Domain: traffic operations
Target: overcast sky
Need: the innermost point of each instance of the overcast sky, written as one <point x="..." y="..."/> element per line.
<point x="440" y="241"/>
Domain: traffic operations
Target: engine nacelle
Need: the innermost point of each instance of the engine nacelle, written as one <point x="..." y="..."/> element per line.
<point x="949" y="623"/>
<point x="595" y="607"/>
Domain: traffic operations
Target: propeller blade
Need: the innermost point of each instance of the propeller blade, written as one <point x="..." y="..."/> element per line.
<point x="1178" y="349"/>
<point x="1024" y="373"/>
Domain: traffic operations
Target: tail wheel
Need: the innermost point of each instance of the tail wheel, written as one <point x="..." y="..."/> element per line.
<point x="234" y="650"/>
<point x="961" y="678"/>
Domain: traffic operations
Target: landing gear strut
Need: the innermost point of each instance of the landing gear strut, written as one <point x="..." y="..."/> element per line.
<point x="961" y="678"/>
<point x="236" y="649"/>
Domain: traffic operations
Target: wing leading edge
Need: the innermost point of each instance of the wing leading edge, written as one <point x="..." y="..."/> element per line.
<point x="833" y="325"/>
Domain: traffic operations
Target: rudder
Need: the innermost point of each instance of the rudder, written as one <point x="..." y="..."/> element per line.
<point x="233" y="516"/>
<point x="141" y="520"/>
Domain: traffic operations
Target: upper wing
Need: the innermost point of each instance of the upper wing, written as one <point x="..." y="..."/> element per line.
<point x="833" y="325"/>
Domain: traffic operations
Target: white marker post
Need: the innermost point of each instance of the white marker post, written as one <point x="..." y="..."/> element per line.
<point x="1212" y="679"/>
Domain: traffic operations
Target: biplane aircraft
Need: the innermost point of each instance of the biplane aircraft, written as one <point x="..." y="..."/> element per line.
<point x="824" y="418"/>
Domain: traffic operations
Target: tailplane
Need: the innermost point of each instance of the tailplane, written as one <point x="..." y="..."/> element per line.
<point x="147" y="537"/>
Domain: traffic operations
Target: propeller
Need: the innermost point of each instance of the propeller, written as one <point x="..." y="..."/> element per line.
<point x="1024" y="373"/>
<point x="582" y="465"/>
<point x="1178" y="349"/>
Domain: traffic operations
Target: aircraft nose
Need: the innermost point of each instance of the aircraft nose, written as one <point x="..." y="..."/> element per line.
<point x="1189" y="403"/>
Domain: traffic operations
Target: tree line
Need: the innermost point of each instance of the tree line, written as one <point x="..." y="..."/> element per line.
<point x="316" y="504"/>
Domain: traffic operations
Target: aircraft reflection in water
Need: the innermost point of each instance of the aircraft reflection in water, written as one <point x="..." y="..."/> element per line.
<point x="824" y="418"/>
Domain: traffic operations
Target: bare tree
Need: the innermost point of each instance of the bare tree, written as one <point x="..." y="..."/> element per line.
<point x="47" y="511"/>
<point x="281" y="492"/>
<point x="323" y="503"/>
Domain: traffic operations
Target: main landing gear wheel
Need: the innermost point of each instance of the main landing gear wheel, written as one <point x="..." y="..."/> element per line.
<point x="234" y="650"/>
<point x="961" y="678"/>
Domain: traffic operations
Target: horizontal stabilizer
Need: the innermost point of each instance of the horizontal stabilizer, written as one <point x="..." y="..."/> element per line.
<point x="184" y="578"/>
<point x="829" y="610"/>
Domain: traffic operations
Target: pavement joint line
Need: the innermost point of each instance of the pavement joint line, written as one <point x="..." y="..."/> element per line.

•••••

▶ Task instructions
Gather every line from the items above that contains the string "leading", and list each one on its own line.

▶ Reply
Target: wing leading edge
Need: the innermost point of each instance of the wing leading edge, written as one <point x="..." y="..."/> element per line.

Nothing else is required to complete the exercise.